SOURCE EXTRACT –
When has a berserker marine ever shown the slightest amount of control in battle? They are berserkers, the reason they are good at what they do is because the lose all self control and go crazy. And Tzeench is the exact opposite of control, he is wild and uncontrollable change. But you don't agree with my point and I don't agree with yours so we're going to have to agree to disagree with this. 

Anyways, the warp is a reflection of the emotion of sentient beings. When someone feels an emotion, it is reflected directly into the warp. What im saying is that the chaos gods should show that. Slaneesh is the god of lustful love but my point is not all love is lustful. Their is platonic love, such as a brother loving a brother, or a mother loving her child her child and vice versa. And there arent even a small amount of these types of relationships.Given the size of the imperium there are Trillions of these types of relationships. Yet that aspect of love is completely absent in the warp. That doesn't make sense. I am simply saying that so far, the attitude of chaos is only portrayed in the narrowest of extremes.

PROVIDED MATERIAL –

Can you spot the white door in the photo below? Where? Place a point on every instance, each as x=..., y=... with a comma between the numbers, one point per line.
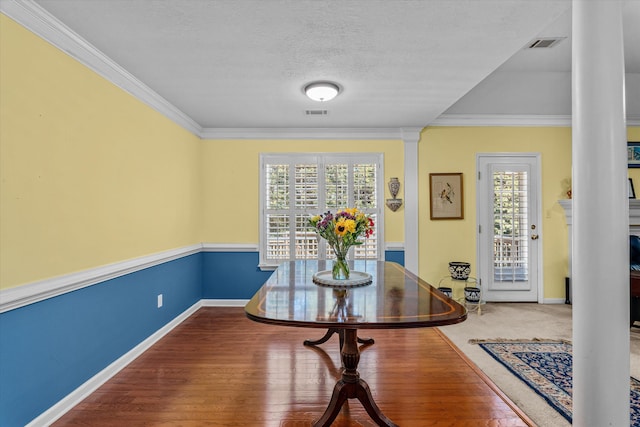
x=509, y=234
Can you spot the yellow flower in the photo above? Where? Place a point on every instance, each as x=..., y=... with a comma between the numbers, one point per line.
x=344, y=226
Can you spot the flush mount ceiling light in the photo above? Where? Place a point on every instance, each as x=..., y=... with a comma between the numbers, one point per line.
x=321, y=91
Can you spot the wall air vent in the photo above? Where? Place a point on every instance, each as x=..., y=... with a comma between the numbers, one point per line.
x=544, y=42
x=316, y=113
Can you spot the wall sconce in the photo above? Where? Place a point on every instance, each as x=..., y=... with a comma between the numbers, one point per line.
x=393, y=203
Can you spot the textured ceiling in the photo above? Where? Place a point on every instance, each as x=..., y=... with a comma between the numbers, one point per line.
x=243, y=63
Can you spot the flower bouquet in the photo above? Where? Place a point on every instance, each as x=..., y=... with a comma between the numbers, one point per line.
x=342, y=231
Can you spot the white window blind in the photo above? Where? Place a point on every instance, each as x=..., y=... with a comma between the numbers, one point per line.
x=511, y=242
x=297, y=186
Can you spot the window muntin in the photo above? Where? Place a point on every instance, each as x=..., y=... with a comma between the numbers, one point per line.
x=295, y=186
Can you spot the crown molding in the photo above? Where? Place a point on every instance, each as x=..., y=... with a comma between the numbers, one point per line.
x=301, y=133
x=37, y=20
x=520, y=120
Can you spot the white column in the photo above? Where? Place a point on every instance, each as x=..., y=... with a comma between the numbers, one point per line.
x=411, y=136
x=600, y=268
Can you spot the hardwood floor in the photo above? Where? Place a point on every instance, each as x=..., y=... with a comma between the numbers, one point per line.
x=218, y=368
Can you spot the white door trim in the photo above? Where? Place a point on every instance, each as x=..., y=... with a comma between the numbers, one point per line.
x=536, y=216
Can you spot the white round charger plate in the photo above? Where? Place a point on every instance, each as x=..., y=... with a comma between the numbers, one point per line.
x=356, y=278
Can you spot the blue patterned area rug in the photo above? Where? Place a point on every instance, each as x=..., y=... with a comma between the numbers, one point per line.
x=546, y=367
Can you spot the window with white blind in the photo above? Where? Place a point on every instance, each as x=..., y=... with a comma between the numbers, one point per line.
x=294, y=187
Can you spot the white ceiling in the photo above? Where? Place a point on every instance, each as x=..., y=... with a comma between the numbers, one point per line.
x=243, y=63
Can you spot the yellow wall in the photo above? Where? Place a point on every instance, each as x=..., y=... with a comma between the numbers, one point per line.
x=89, y=174
x=633, y=134
x=232, y=179
x=454, y=149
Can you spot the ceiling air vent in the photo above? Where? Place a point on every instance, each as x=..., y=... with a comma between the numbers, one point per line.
x=316, y=113
x=544, y=42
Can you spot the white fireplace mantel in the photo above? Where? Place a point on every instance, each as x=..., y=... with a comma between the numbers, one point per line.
x=634, y=220
x=634, y=215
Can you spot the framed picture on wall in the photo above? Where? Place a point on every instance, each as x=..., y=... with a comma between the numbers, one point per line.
x=446, y=195
x=633, y=154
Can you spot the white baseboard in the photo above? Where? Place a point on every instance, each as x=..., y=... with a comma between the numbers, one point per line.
x=224, y=302
x=72, y=399
x=553, y=301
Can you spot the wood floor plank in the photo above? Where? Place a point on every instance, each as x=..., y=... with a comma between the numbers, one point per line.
x=220, y=369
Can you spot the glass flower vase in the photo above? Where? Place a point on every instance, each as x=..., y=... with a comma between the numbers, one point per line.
x=340, y=269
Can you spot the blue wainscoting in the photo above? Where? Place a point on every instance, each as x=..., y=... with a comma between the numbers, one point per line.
x=50, y=348
x=232, y=275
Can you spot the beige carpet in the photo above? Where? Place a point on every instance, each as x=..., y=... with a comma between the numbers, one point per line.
x=522, y=321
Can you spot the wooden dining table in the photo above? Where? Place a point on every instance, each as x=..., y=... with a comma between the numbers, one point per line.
x=390, y=297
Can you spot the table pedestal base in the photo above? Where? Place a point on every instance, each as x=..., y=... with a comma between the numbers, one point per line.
x=340, y=332
x=350, y=386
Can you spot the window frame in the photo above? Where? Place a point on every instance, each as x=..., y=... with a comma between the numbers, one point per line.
x=320, y=159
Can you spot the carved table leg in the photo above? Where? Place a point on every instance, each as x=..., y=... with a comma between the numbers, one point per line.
x=350, y=386
x=324, y=339
x=330, y=332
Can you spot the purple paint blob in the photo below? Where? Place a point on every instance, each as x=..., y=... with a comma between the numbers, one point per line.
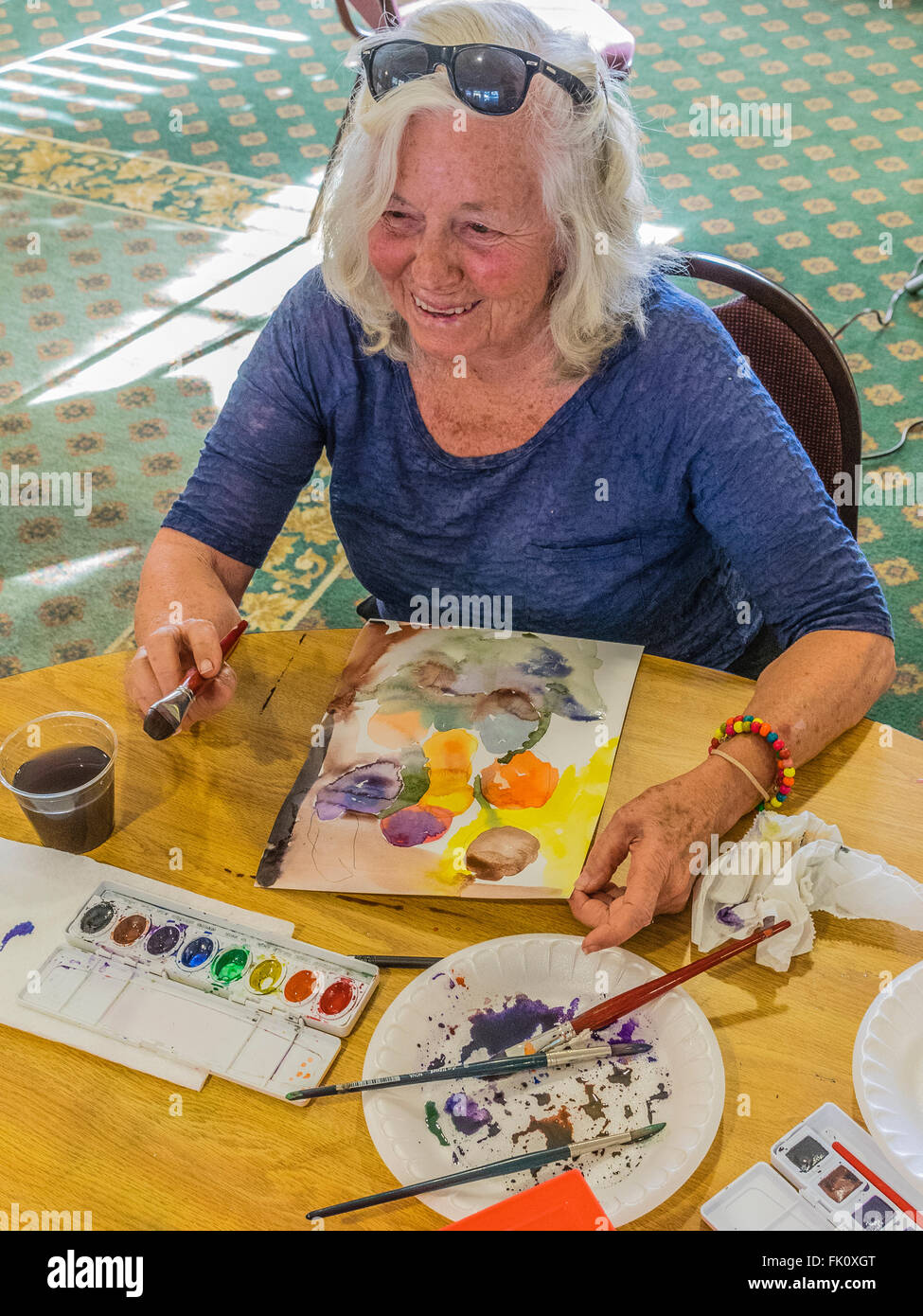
x=728, y=917
x=465, y=1113
x=364, y=790
x=415, y=826
x=497, y=1029
x=21, y=930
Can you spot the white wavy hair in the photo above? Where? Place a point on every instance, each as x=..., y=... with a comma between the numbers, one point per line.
x=593, y=188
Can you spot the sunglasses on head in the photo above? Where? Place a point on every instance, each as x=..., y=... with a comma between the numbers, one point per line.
x=491, y=80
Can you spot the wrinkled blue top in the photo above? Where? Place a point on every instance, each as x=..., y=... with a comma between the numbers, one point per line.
x=666, y=491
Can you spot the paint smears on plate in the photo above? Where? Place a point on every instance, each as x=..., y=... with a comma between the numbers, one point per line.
x=539, y=1109
x=21, y=930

DIRECTIVE A – Write out the part of the forum post on the chaos gods that runs from "When has a berserker" to "disagree with this.".
DIRECTIVE B – Present the lines of the listing from the line with "Can you spot the white window" to the line with "x=546, y=367" as a numbered list, leaving out blank lines.

RESULT A –
When has a berserker marine ever shown the slightest amount of control in battle? They are berserkers, the reason they are good at what they do is because the lose all self control and go crazy. And Tzeench is the exact opposite of control, he is wild and uncontrollable change. But you don't agree with my point and I don't agree with yours so we're going to have to agree to disagree with this.

RESULT B –
1. Can you spot the white window blind in the photo above? Where? Place a point on every instance, each as x=..., y=... with a comma between the numbers, one point per line.
2. x=511, y=242
3. x=297, y=186
4. Can you spot the window muntin in the photo above? Where? Place a point on every instance, each as x=..., y=... with a comma between the numbers, one point per line.
5. x=295, y=186
6. Can you spot the crown molding in the photo above? Where? Place a point on every instance, each as x=..., y=... with a comma between the numbers, one point per line.
7. x=301, y=133
8. x=37, y=20
9. x=520, y=120
10. Can you spot the white column in the photo above? Where? Place a point on every instance, each as x=..., y=... with a comma between the numbers, one point per line.
11. x=411, y=136
12. x=600, y=268
13. Can you spot the hardwood floor in the photo above? Where? Place a point on every instance, each as x=..., y=... with a comma between the numbers, one point per line.
14. x=218, y=368
15. Can you spot the white door trim in the photo above? Where? Place a point on every instance, each as x=..., y=... with a comma between the numbers, one point per line.
16. x=536, y=216
17. Can you spot the white round charger plate in the photo above? Where? Place a point on every instance, each as x=..., y=... with a comma between the numbers, one point per line.
18. x=356, y=278
19. Can you spot the blue patterned area rug in the photo above? Where? Place a point on every instance, each as x=..., y=... with a comma between the numbers, one point per line.
20. x=546, y=367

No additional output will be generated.